### WRITTEN PROBLEM
What follows is a block of records; restate each one word for word.

+===+

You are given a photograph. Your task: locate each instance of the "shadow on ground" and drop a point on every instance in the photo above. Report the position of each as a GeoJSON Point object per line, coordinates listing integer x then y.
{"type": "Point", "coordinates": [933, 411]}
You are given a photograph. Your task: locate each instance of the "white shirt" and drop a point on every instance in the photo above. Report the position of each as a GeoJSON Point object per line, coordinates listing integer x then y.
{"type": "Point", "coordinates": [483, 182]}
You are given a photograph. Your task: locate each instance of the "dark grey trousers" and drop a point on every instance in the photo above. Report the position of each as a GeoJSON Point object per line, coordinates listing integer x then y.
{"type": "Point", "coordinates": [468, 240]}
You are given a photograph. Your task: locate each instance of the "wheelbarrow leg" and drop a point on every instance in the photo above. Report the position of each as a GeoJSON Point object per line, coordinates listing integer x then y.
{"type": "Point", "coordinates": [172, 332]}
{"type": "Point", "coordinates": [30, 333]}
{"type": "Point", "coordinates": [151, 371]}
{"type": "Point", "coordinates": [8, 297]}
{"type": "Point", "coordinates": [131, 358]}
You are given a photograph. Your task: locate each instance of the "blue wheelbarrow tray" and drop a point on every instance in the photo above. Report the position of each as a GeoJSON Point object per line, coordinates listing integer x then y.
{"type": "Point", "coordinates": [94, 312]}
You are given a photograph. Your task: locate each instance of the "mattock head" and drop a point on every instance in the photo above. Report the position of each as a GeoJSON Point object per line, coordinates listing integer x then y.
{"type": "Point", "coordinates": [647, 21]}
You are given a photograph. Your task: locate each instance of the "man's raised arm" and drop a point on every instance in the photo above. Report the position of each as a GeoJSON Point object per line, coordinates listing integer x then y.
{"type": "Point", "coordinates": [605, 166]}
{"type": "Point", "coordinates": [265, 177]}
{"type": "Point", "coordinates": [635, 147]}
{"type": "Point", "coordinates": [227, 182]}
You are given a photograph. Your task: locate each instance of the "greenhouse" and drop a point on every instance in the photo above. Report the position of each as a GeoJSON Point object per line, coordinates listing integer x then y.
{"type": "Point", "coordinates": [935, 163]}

+===+

### WRITTEN RESPONSE
You are given a photograph. Your task: locate each instance of the "shadow on ground" and drop a point on every instance in the photo above. Report the position of each as a GeoJSON Point object per line, coordinates listing integer x then y.
{"type": "Point", "coordinates": [933, 411]}
You are given a photograph. Your task: locate each instance of the "white shirt" and drop a point on every instance in the photo above. Report the position of each as a GeoJSON Point object per line, coordinates listing integer x then y.
{"type": "Point", "coordinates": [483, 182]}
You are given a photograph. Your task: locate each instance of the "dark grey trousers" and drop a point on every instance in the photo above. Report the position of each as a GeoJSON Point object per line, coordinates listing integer x then y.
{"type": "Point", "coordinates": [468, 240]}
You are given a photograph. Your task: locate each instance of the "wheelbarrow leg" and drop a point on every instance in the photo above. Report the position of each as a GeoJSON Point object per line, coordinates listing integer x then y.
{"type": "Point", "coordinates": [172, 332]}
{"type": "Point", "coordinates": [30, 333]}
{"type": "Point", "coordinates": [151, 371]}
{"type": "Point", "coordinates": [8, 297]}
{"type": "Point", "coordinates": [131, 358]}
You are given a photograph. Your task: locate each instance of the "blue wheelbarrow tray" and drop a point on every instance in the photo above. Report the position of each as a GeoJSON Point object per line, coordinates listing integer x then y.
{"type": "Point", "coordinates": [94, 312]}
You are given a photograph. Your task: locate each instance of the "mattock head" and drop a point on every instance in the photo above. Report the position of each as a GeoJSON Point object per line, coordinates listing integer x then y.
{"type": "Point", "coordinates": [647, 21]}
You are given a photograph. Your task: locate each instance of the "man's raised arm" and drop a point on every instance in the photo above. Report the position of each as a GeoJSON Point object per line, coordinates listing integer x then y.
{"type": "Point", "coordinates": [605, 166]}
{"type": "Point", "coordinates": [265, 177]}
{"type": "Point", "coordinates": [635, 147]}
{"type": "Point", "coordinates": [227, 182]}
You are given a photograph. Your task: locate each instance of the "greenhouse" and drop a point on every instance in the photo above. Report the position of each as a GeoJSON Point object per line, coordinates listing integer x then y.
{"type": "Point", "coordinates": [935, 163]}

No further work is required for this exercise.